EXERCISE> The output is the lines below from the one with "Annotation task — pin every instance of the sliced" through the one with "Annotation task — pin every instance of the soy", both included, printed exactly and with no other line.

EXTRACTED INFORMATION>

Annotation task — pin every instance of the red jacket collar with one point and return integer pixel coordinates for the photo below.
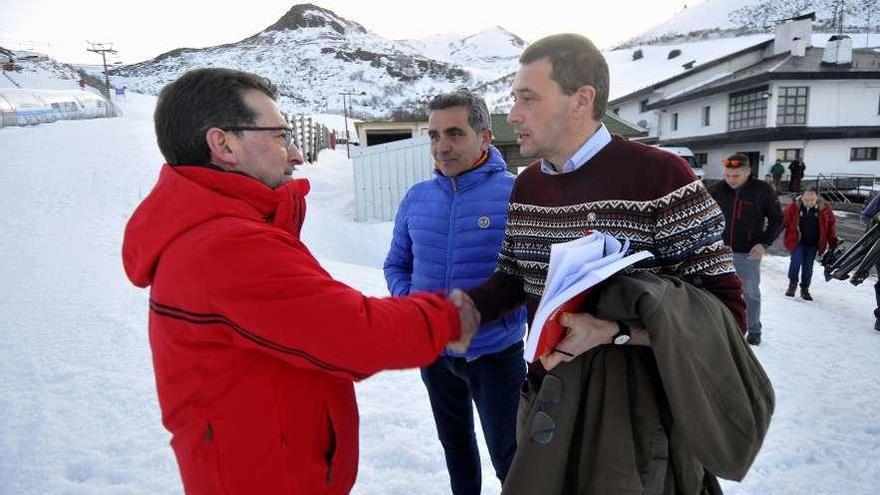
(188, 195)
---
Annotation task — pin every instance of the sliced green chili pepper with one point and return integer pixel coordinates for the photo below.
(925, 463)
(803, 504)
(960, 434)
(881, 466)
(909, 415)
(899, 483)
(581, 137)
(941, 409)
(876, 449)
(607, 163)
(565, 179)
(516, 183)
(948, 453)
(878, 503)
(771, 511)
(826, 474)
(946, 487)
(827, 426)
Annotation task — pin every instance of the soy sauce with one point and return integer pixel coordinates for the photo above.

RESPONSE AREA>
Annotation task — pin every instance of the sliced green chili pepper with one point and return integer pixel coordinates for the photo below.
(925, 463)
(803, 504)
(960, 434)
(881, 466)
(909, 415)
(899, 483)
(581, 137)
(941, 409)
(876, 449)
(607, 163)
(565, 179)
(516, 183)
(948, 453)
(878, 503)
(771, 511)
(826, 474)
(946, 487)
(827, 426)
Annotation task — pin every instance of the soy sauce with one point and return integer pixel coordinates for the photo above.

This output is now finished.